> _Stated task_:
Please convert every line of the listing below into a JSON list of strings, one string per line, and skip any blank lines. Leave the pictures out of your answer.

>> BEGIN

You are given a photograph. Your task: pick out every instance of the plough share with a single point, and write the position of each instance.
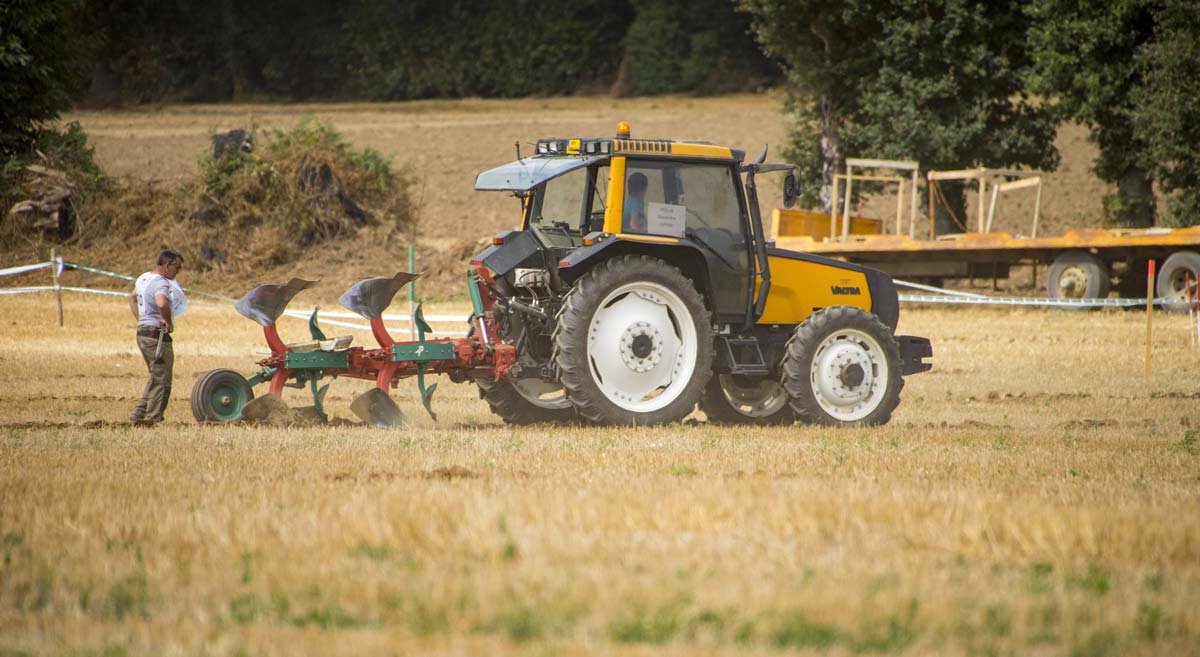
(226, 396)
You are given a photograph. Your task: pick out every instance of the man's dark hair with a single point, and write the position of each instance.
(637, 182)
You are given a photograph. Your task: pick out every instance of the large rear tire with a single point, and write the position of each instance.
(220, 396)
(843, 368)
(527, 402)
(1171, 279)
(634, 343)
(731, 399)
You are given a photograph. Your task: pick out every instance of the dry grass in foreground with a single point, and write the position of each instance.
(1029, 498)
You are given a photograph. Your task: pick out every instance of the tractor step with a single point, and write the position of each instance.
(744, 356)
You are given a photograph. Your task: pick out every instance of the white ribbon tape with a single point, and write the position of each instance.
(23, 269)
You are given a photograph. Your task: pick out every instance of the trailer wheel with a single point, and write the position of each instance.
(1078, 275)
(634, 343)
(843, 368)
(731, 399)
(1171, 279)
(220, 396)
(527, 402)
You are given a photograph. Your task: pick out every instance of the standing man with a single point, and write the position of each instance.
(154, 302)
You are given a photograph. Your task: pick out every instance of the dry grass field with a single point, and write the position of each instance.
(443, 144)
(1031, 496)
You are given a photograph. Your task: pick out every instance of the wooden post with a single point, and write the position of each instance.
(991, 211)
(412, 293)
(1187, 295)
(845, 211)
(912, 215)
(1037, 209)
(1150, 314)
(833, 209)
(933, 186)
(58, 287)
(983, 192)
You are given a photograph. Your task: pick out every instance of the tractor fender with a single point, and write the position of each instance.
(682, 254)
(882, 290)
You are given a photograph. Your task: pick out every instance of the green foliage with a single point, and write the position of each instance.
(697, 48)
(313, 134)
(399, 49)
(39, 68)
(935, 82)
(307, 182)
(1168, 103)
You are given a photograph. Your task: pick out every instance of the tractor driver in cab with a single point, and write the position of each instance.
(634, 216)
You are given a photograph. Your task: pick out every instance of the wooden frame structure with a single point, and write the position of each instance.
(870, 163)
(1024, 180)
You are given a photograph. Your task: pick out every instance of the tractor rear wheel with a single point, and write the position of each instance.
(527, 401)
(731, 399)
(843, 368)
(220, 396)
(634, 343)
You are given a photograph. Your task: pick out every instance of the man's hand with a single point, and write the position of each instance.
(163, 305)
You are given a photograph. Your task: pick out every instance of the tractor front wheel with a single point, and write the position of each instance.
(220, 396)
(732, 399)
(634, 343)
(843, 368)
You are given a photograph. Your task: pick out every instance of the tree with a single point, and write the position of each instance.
(1087, 65)
(700, 47)
(1167, 106)
(39, 74)
(826, 53)
(940, 82)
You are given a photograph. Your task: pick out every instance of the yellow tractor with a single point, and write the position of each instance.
(642, 283)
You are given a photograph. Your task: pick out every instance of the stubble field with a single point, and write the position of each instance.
(1030, 496)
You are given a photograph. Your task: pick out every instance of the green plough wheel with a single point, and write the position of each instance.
(220, 396)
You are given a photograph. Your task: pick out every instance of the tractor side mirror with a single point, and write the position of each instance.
(791, 191)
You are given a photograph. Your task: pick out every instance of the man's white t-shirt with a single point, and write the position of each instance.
(150, 284)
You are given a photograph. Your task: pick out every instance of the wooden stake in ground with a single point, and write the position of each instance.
(1150, 313)
(1187, 295)
(58, 287)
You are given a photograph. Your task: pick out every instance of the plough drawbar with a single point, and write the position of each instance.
(226, 396)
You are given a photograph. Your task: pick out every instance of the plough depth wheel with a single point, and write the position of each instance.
(220, 396)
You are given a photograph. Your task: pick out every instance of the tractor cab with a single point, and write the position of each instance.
(641, 282)
(581, 197)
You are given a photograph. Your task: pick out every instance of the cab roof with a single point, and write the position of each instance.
(555, 157)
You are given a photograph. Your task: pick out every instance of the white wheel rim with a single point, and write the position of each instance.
(765, 398)
(1073, 283)
(541, 393)
(833, 374)
(642, 347)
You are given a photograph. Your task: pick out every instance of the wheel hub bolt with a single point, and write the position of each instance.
(852, 374)
(642, 345)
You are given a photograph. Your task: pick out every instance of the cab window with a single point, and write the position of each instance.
(569, 206)
(670, 199)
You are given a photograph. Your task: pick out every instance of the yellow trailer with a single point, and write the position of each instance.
(1083, 264)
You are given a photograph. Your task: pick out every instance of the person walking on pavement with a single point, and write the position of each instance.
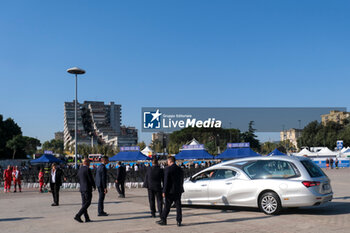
(56, 177)
(336, 163)
(331, 161)
(41, 180)
(87, 184)
(153, 182)
(7, 179)
(17, 176)
(101, 183)
(172, 191)
(120, 180)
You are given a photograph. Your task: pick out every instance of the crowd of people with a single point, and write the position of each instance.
(164, 184)
(330, 163)
(12, 174)
(136, 172)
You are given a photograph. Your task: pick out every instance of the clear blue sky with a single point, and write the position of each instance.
(170, 54)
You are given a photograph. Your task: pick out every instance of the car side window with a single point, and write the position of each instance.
(204, 176)
(271, 169)
(223, 174)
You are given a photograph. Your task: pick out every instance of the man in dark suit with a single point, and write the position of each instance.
(101, 183)
(172, 191)
(55, 178)
(120, 180)
(153, 182)
(86, 181)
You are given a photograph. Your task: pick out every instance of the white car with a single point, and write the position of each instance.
(269, 183)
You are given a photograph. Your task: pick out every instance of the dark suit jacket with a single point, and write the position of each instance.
(101, 176)
(121, 174)
(154, 178)
(85, 179)
(58, 178)
(173, 180)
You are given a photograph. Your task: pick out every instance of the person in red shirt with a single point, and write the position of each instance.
(41, 180)
(16, 176)
(7, 179)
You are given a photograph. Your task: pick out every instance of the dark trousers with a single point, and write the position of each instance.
(101, 199)
(55, 189)
(120, 188)
(169, 200)
(151, 197)
(86, 198)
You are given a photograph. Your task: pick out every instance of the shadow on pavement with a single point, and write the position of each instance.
(17, 219)
(341, 198)
(122, 219)
(332, 208)
(227, 220)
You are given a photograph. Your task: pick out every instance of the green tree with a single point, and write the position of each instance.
(16, 144)
(268, 147)
(8, 129)
(31, 145)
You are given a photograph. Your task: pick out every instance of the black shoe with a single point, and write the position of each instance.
(78, 219)
(102, 214)
(161, 222)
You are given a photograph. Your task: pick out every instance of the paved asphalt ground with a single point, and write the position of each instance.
(30, 212)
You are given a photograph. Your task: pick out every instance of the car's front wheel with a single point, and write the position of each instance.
(270, 203)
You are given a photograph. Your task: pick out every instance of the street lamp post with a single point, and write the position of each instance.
(76, 71)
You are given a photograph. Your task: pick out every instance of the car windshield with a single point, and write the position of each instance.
(271, 169)
(312, 169)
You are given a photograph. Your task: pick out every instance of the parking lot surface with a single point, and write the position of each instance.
(30, 212)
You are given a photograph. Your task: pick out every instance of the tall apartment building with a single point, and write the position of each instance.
(59, 136)
(97, 123)
(292, 135)
(335, 116)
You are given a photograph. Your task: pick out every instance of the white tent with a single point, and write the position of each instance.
(344, 149)
(147, 151)
(326, 152)
(305, 152)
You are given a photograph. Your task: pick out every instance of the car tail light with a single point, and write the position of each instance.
(309, 184)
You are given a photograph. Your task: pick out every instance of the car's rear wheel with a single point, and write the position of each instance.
(270, 203)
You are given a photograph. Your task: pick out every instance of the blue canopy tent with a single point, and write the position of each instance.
(276, 152)
(193, 154)
(236, 153)
(129, 156)
(46, 158)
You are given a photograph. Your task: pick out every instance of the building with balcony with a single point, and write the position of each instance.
(97, 123)
(335, 116)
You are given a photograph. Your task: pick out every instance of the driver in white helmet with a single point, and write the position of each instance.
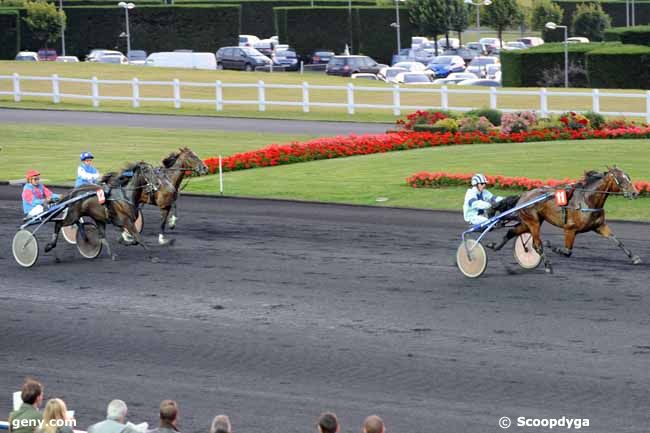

>> END

> _Task response_:
[
  "You are given a photograph. Your task: pick out every instance of the plough share with a single point, and write the position of each instance.",
  "(226, 396)",
  "You are given a photograph. Your task: pick out every instance of the man's dark hair with a single point, and write the position of each instance.",
  "(637, 182)",
  "You are given a photograph. Your task: pick out every instance of the large rear tire with a single point, and write the position of each instance.",
  "(220, 396)",
  "(843, 368)",
  "(527, 402)",
  "(1171, 279)",
  "(634, 343)",
  "(731, 399)",
  "You are given a photograph. Your task: pick out every instance of the dry grass in foreground with a single point, and write the position of each instance.",
  "(1029, 498)",
  "You are given a photograph. Your task: pick out every instance of the tractor step with a single point, and write the position of each instance.",
  "(744, 356)",
  "You are given a photograph. Your task: pick out every instance of the white ribbon tape with a single point, and write the position of each instance.",
  "(23, 269)",
  "You are given a photograph. Your task: pick out every instance of the trailer wheel with a single point, and write the position of each instance.",
  "(1078, 275)",
  "(634, 343)",
  "(843, 368)",
  "(731, 399)",
  "(1171, 279)",
  "(220, 396)",
  "(527, 402)",
  "You are given a photograph. Your task: pick out every instance of the standing man with a single point, and write the position of each instance.",
  "(154, 302)",
  "You are given a photograph. Your task: pick out every instance of the dry grass field with a single point, and write the position of each instance.",
  "(443, 144)",
  "(1031, 496)",
  "You are given a photograph. Your task: pick out every instance of the wooden post with a single point, and write the position of each instance.",
  "(991, 211)",
  "(412, 293)",
  "(1187, 295)",
  "(845, 211)",
  "(912, 215)",
  "(1037, 209)",
  "(1150, 314)",
  "(833, 209)",
  "(933, 186)",
  "(58, 287)",
  "(983, 192)",
  "You are given a photograph. Your task: pick out every instance of the tractor fender with a single point, and write the position of each instance.",
  "(682, 254)",
  "(882, 290)",
  "You are given a photograph. Your task: pick out every instance of the green foliage with a single point, and write the position of each instance.",
  "(697, 48)",
  "(313, 134)",
  "(399, 49)",
  "(39, 68)",
  "(935, 82)",
  "(307, 182)",
  "(1168, 103)",
  "You are given a photograph. Your task: pick out every instance of the tractor driver in cab with a single point, and write the position of each instance.",
  "(634, 216)",
  "You are given a photograph. Your task: pick out every instance of the wooden frame structure with a single point, and write the position of each instance.",
  "(870, 163)",
  "(1024, 180)",
  "You are given a photograph. Your task: pick out every instance of the tractor rear wheel with a single point, and write the position of each instance.",
  "(527, 401)",
  "(731, 399)",
  "(843, 368)",
  "(220, 396)",
  "(634, 343)",
  "You are given a photograph. Your task: pick out every instance of the man's hand with a single point, and write the position of each instance.",
  "(163, 305)",
  "You are given a photograph. Your task: pick out every instance of the tractor front wheel with a single point, and write the position of each instance.",
  "(220, 396)",
  "(732, 399)",
  "(634, 343)",
  "(843, 368)",
  "You are given a photograph. Your task: pick out every instance of the tree with a single point, and write the position of each instance.",
  "(1087, 65)",
  "(700, 47)",
  "(1167, 106)",
  "(39, 74)",
  "(826, 53)",
  "(940, 82)",
  "You are given a photograph. Your task: pick out every instance of the yellow tractor with a single point, and write the position of each instance.",
  "(642, 283)",
  "You are given a photograph. Your task: pick out every instance of the stubble field with a single point, and write the position of each instance.",
  "(1030, 496)",
  "You are given a photograph. Your task: pick out every instance of the green plough wheel with a single point, and write the position of each instance.",
  "(220, 396)",
  "You are given a photograph. Your task: pick out every instance of the tractor side mirror with a single point, and write the position of each instance.",
  "(791, 191)",
  "You are given a photograph. Your task: pick out every instance of the man's white t-shirt with a single point, and write the position of each instance.",
  "(150, 284)",
  "You are given a photograph. Your task: pick out every instance of the wooden stake in ground with a single point, and write the position of each instance.",
  "(1150, 313)",
  "(1187, 295)",
  "(58, 287)",
  "You are given a photograph. Your task: pick out every instance of the plough drawbar with a single point, and write the position of each instance.",
  "(226, 396)",
  "You are given a photograph. Your task: pick out every instance of the plough depth wheel with a single point, and write the position of each instance.",
  "(220, 396)",
  "You are given a photograph. Your task: pick out every instance of the tractor cab with a single point, and write the position of each instance.",
  "(641, 282)",
  "(581, 197)",
  "You are given a photograph. Your task: pick out every instance of the cab roof with a single point, and write the position of each instance.",
  "(555, 157)",
  "You are given a photograph. Your task: pick out every instance of the white wheel rim with a single point, and write the position of each instance.",
  "(765, 398)",
  "(1073, 283)",
  "(541, 393)",
  "(833, 374)",
  "(642, 347)",
  "You are given a photograph. Your task: pick out every instance of the wheel hub bolt with a single point, and write the position of each instance.",
  "(852, 374)",
  "(642, 345)",
  "You are given a photograph. Your task: pick out every instance of the cab window with a single point, and write the position of each instance.",
  "(569, 206)",
  "(670, 199)",
  "You are given a photograph. Your task: pick out every instance of the yellow trailer with a single point, and write the position of each instance.",
  "(1083, 264)",
  "You are given a photograph. Your task: pick out every instance of the person walking on pavement with a single point, and write the position of each instance.",
  "(56, 177)",
  "(336, 163)",
  "(331, 161)",
  "(41, 180)",
  "(87, 184)",
  "(153, 182)",
  "(7, 179)",
  "(17, 176)",
  "(101, 183)",
  "(172, 191)",
  "(120, 180)",
  "You are given a photograph. Your task: pick out every instance of the crowd of people with a single point, and write the position of each instance.",
  "(164, 184)",
  "(330, 163)",
  "(12, 174)",
  "(136, 172)",
  "You are given a photograph. Your task: pick out every instance of the clear blue sky with a single point, and write the position of each instance.",
  "(170, 54)",
  "You are given a photograph. Your task: pick out every instance of the car side window with a single point, and write the position of each instance.",
  "(204, 176)",
  "(271, 169)",
  "(223, 174)",
  "You are given a photograph. Your task: pick out every instance of the man in dark suit with a single point, and write the position of each instance.",
  "(101, 183)",
  "(172, 191)",
  "(55, 178)",
  "(120, 180)",
  "(153, 182)",
  "(86, 181)",
  "You are given a photograph. Your task: pick out every instance of the white car with a single point, and write the position of each instance.",
  "(269, 183)",
  "You are given a photograph. Your task: pick out every instance of the dark suit jacket with a single point, and write the position of each instance.",
  "(101, 176)",
  "(121, 174)",
  "(154, 178)",
  "(85, 179)",
  "(58, 178)",
  "(173, 180)",
  "You are given a photograph. Your task: pick out every instance of the person in red shirt with a single point, and write the position of each instance.",
  "(41, 180)",
  "(16, 176)",
  "(7, 179)",
  "You are given a photograph. Your task: pick out every instance of the dark trousers with a single point, and write the position of each instance.",
  "(101, 199)",
  "(55, 189)",
  "(120, 188)",
  "(169, 200)",
  "(151, 197)",
  "(86, 198)",
  "You are given a photograph. Your task: pick out every instance of the shadow on pavement with a single point, and write the position of each instance.",
  "(17, 219)",
  "(341, 198)",
  "(122, 219)",
  "(332, 208)",
  "(227, 220)",
  "You are given a photograph. Your task: pick out every instance of the green tree with a single point, and write the position of each instance.",
  "(16, 144)",
  "(268, 147)",
  "(8, 129)",
  "(31, 145)",
  "You are given a photograph. Your task: pick out every instance of the black shoe with a single point, and write the position of each instance.",
  "(78, 219)",
  "(102, 214)",
  "(161, 222)",
  "You are given a photograph. Your task: pick out every instance of the paved asphalt ground with a single point, and write the position of each instance.",
  "(30, 212)",
  "You are given a photograph. Your task: pick out every instance of the car's front wheel with a single point, and write the position of each instance.",
  "(270, 203)",
  "You are given a photograph. Your task: pick out every instance of the street lamp post with a single point, and write the position of each instance.",
  "(76, 71)",
  "You are given a photograph. Your task: pick out every instance of the car windshield with a single point, and write the position of each instance.",
  "(271, 169)",
  "(312, 169)",
  "You are given a photograph. Your task: pick out every instance of the parking lot surface with a single point, and write the position of each instance.",
  "(30, 212)",
  "You are given a photograph. Your task: pick out every instance of the tall apartment building with a single point, and write the position of each instance.",
  "(59, 136)",
  "(97, 123)",
  "(292, 135)",
  "(335, 116)",
  "You are given a photograph. Your task: pick out every instance of the white tent with a single point, and write the position of each instance.",
  "(344, 149)",
  "(147, 151)",
  "(326, 152)",
  "(305, 152)",
  "You are given a photograph. Your task: pick out every instance of the car tail light with a single point, and write the position of each instance.",
  "(309, 184)",
  "You are given a photograph. Your task: pick out every instance of the car's rear wheel with a single point, and write the position of each instance.",
  "(270, 203)",
  "You are given a photograph. Your task: pick out every instance of the blue canopy tent with a single point, and write the position of each instance.",
  "(276, 152)",
  "(193, 154)",
  "(236, 153)",
  "(129, 156)",
  "(46, 158)",
  "You are given a photograph. Your task: pick out every instance of the building with balcony with a single point, and write the position of each instance.",
  "(97, 123)",
  "(335, 116)",
  "You are given a photograph. Your task: pick out every instance of the driver in white helmet with a single point, and write the position of each instance."
]